- [TO BE DONE]
A. In the article on the Dave East and Styles P album, what does the title Beloved refer to?
B. Pick up the article on the Dave East and Styles P album Beloved after its final sentence and write on from there.

In keeping up with the trend that’s been dominating rap recently, Dave East and Styles P released their first collaborative album Beloved on Friday (Oct. 5). For the album, Styles and East promised to deliver a combination of pure, uncut New York City hip-hop that any fan of the genre can enjoy. Given their history, fans are expecting the gritty street rhymes and vivid storytelling that have long captivated listeners.
Beloved features production by Scram Jones, Chase N. Cashe, and Styles P’s son Noah Styles with appearances by Dyce Pane, Jazzy, and Styles’ Lox brethren Jadakiss and Sheek. For the Yonkers native, Beloved is business as usual as he released joint projects with Curren$y (#The1st28), Berner (Vibes), and Talib Kweli (The Seven) in the past. East, who had only done song collaborations, feels right at home pairing up with one of his favorite rappers as he tells Billboard, “It was the most fun I ever had making a project. It was dope getting to work with Styles and be able to build a relationship outside the music.”
The album title references the Hebrew translation of David (both Styles and East’s first name) and its contents display the tough battle that Styles and East face with the streets, drugs, and money. Beloved was teased a few weeks ago when the Big Apple natives dropped the Kehlani-assisted “Feel Good” on Styles P’s SoundCloud page. In the song description, Styles wrote “Beloved coming soon” with Dave East taking to Instagram in a deleted post to promote the single with “#Beloved” in the caption.
For both rappers, Beloved is a space for the MCs to engage in an intergenerational lyrical sparring match where they bring out the best in each other. Styles is sharpening his skills and proving his longevity rapping alongside one of the top young wordsmiths in the game. East, on the other hand, is standing toe-to-toe with one of New York rap’s most celebrated veteran MCs. It’s a moment that hip-hop purists will revel in.

- [ROWS]

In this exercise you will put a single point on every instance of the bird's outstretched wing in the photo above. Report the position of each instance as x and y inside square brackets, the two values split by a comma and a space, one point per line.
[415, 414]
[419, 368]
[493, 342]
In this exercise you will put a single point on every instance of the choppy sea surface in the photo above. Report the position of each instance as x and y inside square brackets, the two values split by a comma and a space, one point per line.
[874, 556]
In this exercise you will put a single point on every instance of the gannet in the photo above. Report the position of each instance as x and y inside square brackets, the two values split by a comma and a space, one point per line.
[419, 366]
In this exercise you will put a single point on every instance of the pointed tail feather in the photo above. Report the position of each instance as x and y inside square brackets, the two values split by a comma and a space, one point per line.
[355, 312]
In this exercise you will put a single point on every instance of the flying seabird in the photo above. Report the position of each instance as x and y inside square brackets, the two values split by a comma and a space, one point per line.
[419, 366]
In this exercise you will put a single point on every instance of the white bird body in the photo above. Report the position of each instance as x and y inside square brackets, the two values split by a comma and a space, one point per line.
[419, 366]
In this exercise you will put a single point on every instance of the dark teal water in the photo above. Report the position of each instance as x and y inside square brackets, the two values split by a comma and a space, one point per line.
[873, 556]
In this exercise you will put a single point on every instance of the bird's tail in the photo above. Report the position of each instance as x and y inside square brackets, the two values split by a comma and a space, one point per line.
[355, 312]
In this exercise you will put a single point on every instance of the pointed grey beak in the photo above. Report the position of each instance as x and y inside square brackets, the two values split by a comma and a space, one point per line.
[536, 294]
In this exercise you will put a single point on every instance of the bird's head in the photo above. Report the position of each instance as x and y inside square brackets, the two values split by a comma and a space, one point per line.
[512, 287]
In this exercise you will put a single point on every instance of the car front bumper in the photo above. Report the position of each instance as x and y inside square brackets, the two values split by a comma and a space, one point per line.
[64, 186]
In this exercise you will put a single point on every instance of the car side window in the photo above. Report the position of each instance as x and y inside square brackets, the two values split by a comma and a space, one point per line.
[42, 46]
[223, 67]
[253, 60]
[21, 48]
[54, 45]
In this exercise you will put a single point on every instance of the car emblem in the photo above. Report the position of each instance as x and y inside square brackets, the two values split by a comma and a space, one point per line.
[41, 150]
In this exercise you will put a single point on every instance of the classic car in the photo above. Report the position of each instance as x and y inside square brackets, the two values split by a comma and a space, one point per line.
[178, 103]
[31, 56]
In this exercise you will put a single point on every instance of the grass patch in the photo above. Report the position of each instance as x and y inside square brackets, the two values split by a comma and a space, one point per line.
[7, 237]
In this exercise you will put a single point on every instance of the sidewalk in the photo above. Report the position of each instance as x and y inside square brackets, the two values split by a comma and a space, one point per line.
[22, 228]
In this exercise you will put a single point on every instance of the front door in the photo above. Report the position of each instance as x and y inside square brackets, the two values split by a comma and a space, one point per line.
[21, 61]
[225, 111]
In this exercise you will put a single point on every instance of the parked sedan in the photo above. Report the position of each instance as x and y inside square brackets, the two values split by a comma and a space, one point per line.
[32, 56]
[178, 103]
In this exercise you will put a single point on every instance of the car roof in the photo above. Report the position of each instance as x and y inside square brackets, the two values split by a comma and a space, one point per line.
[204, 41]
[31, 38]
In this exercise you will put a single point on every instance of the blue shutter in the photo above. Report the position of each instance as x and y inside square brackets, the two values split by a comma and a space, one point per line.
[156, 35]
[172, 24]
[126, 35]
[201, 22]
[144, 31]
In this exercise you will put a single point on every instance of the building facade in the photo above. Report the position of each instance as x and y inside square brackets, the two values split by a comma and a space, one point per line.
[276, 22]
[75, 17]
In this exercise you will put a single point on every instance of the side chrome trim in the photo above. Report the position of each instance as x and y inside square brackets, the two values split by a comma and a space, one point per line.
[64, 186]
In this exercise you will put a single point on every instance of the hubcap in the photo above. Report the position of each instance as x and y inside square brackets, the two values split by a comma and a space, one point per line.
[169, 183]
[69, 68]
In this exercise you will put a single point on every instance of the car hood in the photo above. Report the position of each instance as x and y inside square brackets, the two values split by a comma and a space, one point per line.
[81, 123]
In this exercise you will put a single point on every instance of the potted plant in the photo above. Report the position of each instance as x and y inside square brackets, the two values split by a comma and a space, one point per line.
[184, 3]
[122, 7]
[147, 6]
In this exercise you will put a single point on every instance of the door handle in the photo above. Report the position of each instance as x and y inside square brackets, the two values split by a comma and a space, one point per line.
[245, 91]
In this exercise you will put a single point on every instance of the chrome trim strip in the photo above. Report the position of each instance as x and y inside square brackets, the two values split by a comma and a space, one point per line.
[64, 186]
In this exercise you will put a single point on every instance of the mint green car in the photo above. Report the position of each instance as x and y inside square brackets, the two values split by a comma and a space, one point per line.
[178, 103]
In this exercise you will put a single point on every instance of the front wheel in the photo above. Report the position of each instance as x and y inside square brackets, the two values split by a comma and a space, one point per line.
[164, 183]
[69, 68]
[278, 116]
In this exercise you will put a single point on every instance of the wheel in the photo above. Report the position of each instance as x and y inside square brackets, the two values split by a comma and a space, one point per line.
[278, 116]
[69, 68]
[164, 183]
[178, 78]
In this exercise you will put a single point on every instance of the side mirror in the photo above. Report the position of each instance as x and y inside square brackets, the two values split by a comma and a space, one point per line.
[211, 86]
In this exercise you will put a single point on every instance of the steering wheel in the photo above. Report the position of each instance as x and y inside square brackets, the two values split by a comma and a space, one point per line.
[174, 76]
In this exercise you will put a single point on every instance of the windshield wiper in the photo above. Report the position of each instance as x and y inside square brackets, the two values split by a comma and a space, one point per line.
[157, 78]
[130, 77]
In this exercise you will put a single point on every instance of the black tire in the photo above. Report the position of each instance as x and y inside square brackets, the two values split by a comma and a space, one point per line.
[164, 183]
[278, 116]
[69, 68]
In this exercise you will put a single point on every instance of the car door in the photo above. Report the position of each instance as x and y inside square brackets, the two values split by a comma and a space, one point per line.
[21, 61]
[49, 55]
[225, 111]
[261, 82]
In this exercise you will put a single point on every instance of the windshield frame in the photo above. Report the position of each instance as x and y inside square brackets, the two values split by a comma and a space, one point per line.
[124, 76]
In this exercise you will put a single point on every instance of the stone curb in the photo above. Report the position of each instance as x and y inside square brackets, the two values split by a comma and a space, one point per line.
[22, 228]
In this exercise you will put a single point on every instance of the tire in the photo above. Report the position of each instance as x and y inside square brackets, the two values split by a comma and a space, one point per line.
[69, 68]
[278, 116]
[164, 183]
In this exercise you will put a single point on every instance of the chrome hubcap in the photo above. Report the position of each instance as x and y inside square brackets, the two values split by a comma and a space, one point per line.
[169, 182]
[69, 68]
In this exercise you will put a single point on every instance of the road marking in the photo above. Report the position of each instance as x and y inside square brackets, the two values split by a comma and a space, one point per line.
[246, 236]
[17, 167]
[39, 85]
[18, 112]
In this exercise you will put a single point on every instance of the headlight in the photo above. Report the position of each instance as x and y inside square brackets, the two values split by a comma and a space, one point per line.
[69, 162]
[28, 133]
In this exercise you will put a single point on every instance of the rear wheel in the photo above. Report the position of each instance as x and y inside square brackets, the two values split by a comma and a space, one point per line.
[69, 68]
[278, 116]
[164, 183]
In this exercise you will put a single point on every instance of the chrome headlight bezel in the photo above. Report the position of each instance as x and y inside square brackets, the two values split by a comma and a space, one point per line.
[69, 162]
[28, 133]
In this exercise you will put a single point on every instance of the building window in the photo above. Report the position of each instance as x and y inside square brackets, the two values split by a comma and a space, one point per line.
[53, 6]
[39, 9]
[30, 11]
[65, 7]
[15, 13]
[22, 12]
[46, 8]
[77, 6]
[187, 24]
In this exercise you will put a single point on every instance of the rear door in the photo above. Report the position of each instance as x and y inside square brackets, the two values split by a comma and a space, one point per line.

- [ANSWERS BY TASK]
A. It refers to the Hebrew translation of David, the first name of both Styles P and Dave East.

B.
Styles P and Dave East sat with Billboard to speak about their joint album, Beloved, the challenges they faced making the set, hip-hop’s recent obsession with collaborative albums, their NBA comparisons, and the importance of healthy living. Check out the interview below.
Styles, you’re no stranger to working with the generation of hip-hop that came after you. What makes you want to go in the studio with artists like Dave East, Curren$y, and Berner?
Styles: You gotta stay on point. The youth is the future. You have to respect who’s carrying tradition, especially if you from the streets and know the streets. It’s a certain time when the streets and [the] world are yours. There’s also a time for you to move on and still be in that world. I can’t be the wildest lion, I have to be the wise lion. It’s just about staying youthful and staying sharp.
I think a lot of old MCs look at it negatively, like they have no reason to embrace the younger generation. When you do that, you are disrespecting the rapper and a new generation of fans. It’s about mastering your game and respecting people who are doing what you already did. I had my time, there’s no need for me to step on anyone younger than me.
East, did you feel any pressure working with a celebrated MC like Styles?
East: Nah, more than anything I knew I had to come with my best shit. I didn’t feel any pressure. It was really me trying to get the best out of this shit. There wasn’t really room for pressure, we were high as shit. I feel like the weed broke whatever tension was there that whole time. It was mad easy, but it was also a competition, because we went back and forth with it.
How did you guys challenge each other creatively?
Styles: We went in there knowing there was no slacking off. I’m not trying to go on a track and have this n—a be better than me. We’re going in competitively, but we have the same goals and we’re really bringing out the best out of each other. You don’t want to be that person holding up the process or not deliver.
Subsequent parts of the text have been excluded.